:: Requirement ::
From the text on Australia's rental vacancy rate, copy the passage from "This piece reads" to "May 2026 release)" word for word.

For the first time in 12 months, Australia's residential rental vacancy rate has lifted. SQM Research's 12 May 2026 bulletin shows the national rate rose from 1.0% in March to 1.2% in April, a 20-basis-point shift that adds 3,526 dwellings to the available rental stock nationally. It is the first material monthly rise in the headline rate since early 2025.
At face value, the move looks small. In context, it is the cleanest directional shift the rental market has produced in over a year — and it has arrived precisely as the Federal Budget reshaping investor tax policy was being handed down. SQM's managing director Louis Christopher framed the moment plainly in the bulletin:
"With regard to the impending property tax changes, we have previously done rigorous modelling on a pullback of negative gearing scenario. While I have no doubt in my mind this change is going to put additional pressure on the rental market, the time for talking is now over. We will soon see actual data come through."
This piece reads the 12 May bulletin three ways — month-on-month, year-on-year, and against the decade-long baseline — then walks through the city-by-city picture, reconciles the data against the recent Cotality, NAB and Domain releases, and sets out what each cohort of investor should take from the print. We covered the March SQM data, which showed national vacancy at 1.0%, in our April 16 analysis. This is the directional follow-on: the first crack in the wall, but the wall is still standing.
At a Glance
- National vacancy rate: 1.2% in April 2026, up from 1.0% in March (SQM Research, 12 May 2026 release)

:: Data excerpts ::
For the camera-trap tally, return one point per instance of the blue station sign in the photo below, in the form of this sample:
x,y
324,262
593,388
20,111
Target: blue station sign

:: Response to this task ::
This piece reads the 12 May bulletin three ways — month-on-month, year-on-year, and against the decade-long baseline — then walks through the city-by-city picture, reconciles the data against the recent Cotality, NAB and Domain releases, and sets out what each cohort of investor should take from the print. We covered the March SQM data, which showed national vacancy at 1.0%, in our April 16 analysis. This is the directional follow-on: the first crack in the wall, but the wall is still standing.
At a Glance
- National vacancy rate: 1.2% in April 2026, up from 1.0% in March (SQM Research, 12 May 2026 release)